## TASK STATEMENT
Starting from the line that contains "of the glove", reproduce each line exactly through the end of the material, and include no other lines.

Entries from a pointing dataset
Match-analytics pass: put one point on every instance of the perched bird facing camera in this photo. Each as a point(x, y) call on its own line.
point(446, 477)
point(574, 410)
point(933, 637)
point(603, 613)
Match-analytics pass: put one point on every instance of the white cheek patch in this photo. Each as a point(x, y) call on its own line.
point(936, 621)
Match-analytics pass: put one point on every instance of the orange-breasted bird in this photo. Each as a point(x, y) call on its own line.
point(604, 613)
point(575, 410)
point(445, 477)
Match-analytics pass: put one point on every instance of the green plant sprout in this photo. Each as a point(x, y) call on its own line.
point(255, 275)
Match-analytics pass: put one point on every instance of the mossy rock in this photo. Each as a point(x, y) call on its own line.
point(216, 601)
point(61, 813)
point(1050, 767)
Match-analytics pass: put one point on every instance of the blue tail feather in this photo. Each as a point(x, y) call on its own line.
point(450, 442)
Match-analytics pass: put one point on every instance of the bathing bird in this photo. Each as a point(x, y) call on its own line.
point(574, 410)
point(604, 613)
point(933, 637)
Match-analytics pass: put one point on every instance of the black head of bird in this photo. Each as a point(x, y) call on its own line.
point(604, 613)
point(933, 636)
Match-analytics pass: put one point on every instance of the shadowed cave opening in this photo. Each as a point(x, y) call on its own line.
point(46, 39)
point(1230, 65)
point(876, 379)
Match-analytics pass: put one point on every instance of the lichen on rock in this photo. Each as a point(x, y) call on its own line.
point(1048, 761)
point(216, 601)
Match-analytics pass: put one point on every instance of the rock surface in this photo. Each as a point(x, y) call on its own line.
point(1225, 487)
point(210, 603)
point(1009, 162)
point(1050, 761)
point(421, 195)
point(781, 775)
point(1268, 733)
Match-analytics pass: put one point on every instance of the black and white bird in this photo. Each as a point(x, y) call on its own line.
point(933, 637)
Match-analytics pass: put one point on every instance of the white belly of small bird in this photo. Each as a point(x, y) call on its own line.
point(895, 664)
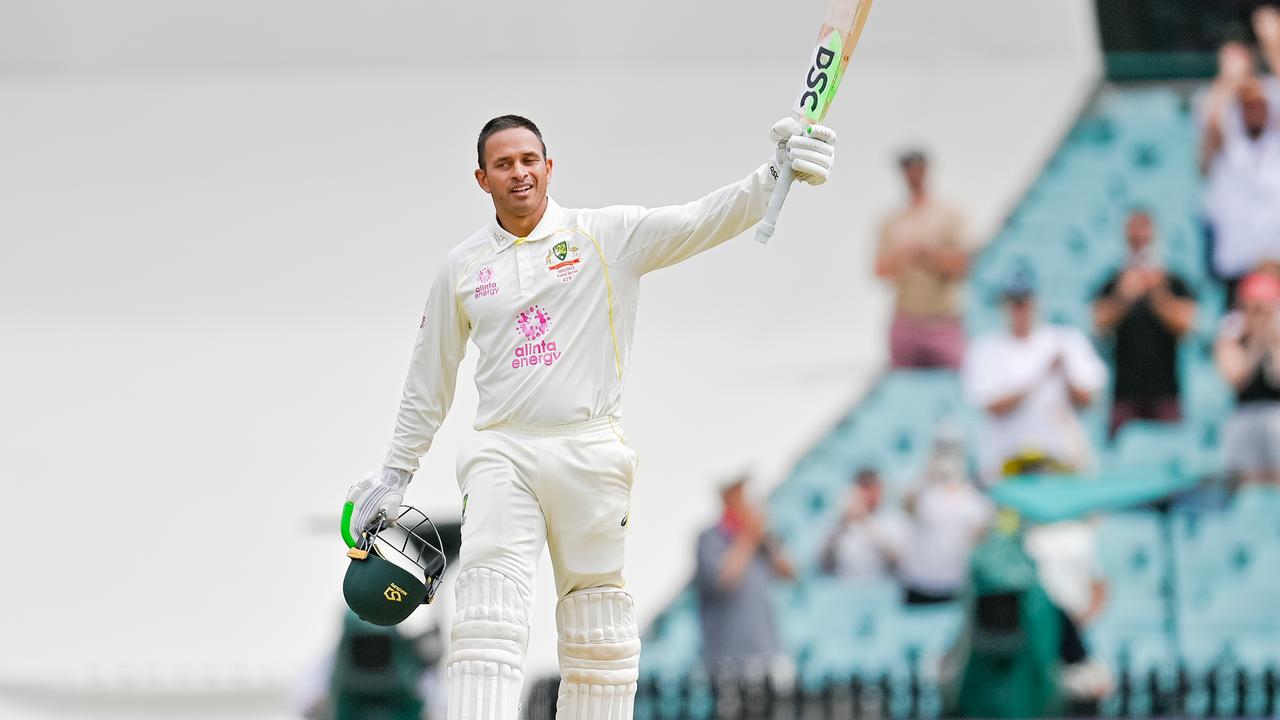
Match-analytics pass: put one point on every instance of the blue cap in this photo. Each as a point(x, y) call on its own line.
point(1020, 283)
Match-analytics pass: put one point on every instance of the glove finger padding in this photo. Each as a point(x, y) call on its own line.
point(379, 491)
point(785, 130)
point(822, 133)
point(812, 167)
point(810, 151)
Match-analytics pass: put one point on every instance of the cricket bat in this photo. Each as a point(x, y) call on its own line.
point(836, 42)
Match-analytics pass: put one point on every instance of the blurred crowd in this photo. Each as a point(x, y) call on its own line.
point(1031, 379)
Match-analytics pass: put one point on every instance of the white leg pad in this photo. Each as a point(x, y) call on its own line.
point(487, 654)
point(599, 654)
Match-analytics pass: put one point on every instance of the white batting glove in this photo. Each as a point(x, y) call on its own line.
point(380, 490)
point(810, 153)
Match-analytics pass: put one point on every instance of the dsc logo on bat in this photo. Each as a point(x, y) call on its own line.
point(821, 81)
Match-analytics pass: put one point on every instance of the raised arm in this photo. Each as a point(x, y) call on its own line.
point(1235, 65)
point(663, 236)
point(658, 237)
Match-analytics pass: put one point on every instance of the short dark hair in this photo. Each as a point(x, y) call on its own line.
point(501, 123)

## TASK RESPONSE
Match-analytics pass: put one point on every instance of the glove finger padding in this photo. Each as a point(x, y) call on its own line.
point(379, 491)
point(785, 130)
point(822, 133)
point(812, 167)
point(810, 151)
Match-analytics pass: put one point on every instance of the cricket bat in this photo. Each as a point(x, y) call on its own line.
point(836, 42)
Match-analytics pass: put one point on every instance of the blurred crowd in this photo. Each as a point(x, y) call on its own line.
point(1031, 379)
Match-analytics pass: put one point on every instance of the white leg pad in this photo. Each as a point(x, y) call on its own line.
point(487, 654)
point(599, 654)
Match-analytics pass: put one point on every instance of the white batting glove in this photo. Each as a point(x, y) call on its own line.
point(380, 490)
point(810, 153)
Match-analytics pass: put one point on every instance of the dsc logo on bat in this photo. Each as a point(x, y) call on its own line.
point(821, 81)
Match-analytics pass: put one point on every instance of the raised arm in this photo. Each as a point(x, y) call on its own line.
point(1235, 65)
point(663, 236)
point(658, 237)
Match-analytics pass: put one point on every instance of the short dark hair in this photo. Each as a point(x, y) call on its own line.
point(501, 123)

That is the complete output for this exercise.